### What you will do
Copy the lines of the listing below without any change, starting with the line that contains "Field-scouting task: mark every instance of the shirt sleeve" and going on through the final line of the listing.
------------
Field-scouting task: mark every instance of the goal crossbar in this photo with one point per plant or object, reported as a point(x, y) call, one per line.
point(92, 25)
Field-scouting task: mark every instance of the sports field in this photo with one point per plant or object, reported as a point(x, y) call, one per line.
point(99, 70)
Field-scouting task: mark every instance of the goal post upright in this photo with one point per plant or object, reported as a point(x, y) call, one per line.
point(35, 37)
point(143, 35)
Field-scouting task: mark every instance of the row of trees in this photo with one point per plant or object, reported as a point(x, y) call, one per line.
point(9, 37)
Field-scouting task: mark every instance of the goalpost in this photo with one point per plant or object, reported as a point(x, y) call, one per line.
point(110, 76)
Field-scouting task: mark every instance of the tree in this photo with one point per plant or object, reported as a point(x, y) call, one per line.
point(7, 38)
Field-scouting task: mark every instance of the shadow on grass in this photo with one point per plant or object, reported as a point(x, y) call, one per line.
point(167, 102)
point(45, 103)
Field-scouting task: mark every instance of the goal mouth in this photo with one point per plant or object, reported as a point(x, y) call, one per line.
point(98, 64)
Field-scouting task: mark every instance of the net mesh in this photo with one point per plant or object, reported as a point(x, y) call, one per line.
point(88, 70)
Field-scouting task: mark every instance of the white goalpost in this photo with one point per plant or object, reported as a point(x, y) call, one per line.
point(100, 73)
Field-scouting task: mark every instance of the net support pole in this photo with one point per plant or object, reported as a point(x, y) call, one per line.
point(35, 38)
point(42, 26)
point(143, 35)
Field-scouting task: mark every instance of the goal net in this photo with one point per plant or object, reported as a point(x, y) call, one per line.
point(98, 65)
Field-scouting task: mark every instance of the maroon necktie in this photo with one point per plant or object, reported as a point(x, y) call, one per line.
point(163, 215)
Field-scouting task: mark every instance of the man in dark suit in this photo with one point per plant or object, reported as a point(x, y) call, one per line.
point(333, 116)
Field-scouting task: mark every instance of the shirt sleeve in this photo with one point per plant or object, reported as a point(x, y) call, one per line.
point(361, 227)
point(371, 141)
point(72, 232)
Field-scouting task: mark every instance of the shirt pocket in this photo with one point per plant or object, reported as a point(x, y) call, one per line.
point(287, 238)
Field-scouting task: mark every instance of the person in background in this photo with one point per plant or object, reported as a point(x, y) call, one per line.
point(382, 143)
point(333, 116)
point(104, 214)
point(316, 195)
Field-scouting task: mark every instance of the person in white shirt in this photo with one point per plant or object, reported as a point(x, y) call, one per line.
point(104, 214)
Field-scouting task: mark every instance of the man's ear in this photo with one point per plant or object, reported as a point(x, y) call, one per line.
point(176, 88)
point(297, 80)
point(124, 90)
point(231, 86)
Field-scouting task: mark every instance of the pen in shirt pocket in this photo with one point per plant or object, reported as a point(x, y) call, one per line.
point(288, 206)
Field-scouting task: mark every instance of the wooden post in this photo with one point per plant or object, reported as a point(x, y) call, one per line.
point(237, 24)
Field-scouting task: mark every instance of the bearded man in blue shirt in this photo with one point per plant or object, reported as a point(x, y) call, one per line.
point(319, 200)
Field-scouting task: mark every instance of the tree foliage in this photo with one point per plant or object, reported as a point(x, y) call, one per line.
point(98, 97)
------------
### Solution to this problem
Field-scouting task: mark every instance of the shirt sleeve in this photo with one point per plant or object, reported as a point(x, y) call, one per line.
point(361, 227)
point(371, 141)
point(72, 232)
Field-scouting task: mark every instance of the shirt pocket in this photo with one point per plant or object, reported as a point(x, y) call, one per line.
point(287, 238)
Field-scouting task: mark every instance of the person in background in this photo with one point per plant or object, reported as a point(x, y) call, one per line.
point(382, 143)
point(333, 116)
point(104, 214)
point(316, 195)
Field-scouting task: mark every instance of the person in white shirt in this photo with one point per plant or object, reported as a point(x, y) call, one per line.
point(104, 214)
Field-scouting task: mark every instance of the man's ear in this photo with one point per plant or object, reported as a point(x, y) call, one per line.
point(176, 88)
point(297, 80)
point(124, 90)
point(231, 86)
Field-scouting task: mark every instance of the pen in shirt pocket in this photo with one point per plant or object, reported as a point(x, y) call, one per line.
point(288, 206)
Field-scouting task: mark every instance of the wooden post in this photo with one point per plant or object, reported as a point(x, y) call, one per line.
point(237, 24)
Field-scouting task: mark every instance of the bearded man in blue shirt in this photo with one point per plant or object, reported as a point(x, y) call, one per line.
point(319, 200)
Field-scouting task: mark every instance of the tree foliage in this photo with one point per plant or object, reported as a point(x, y) call, one per line.
point(98, 97)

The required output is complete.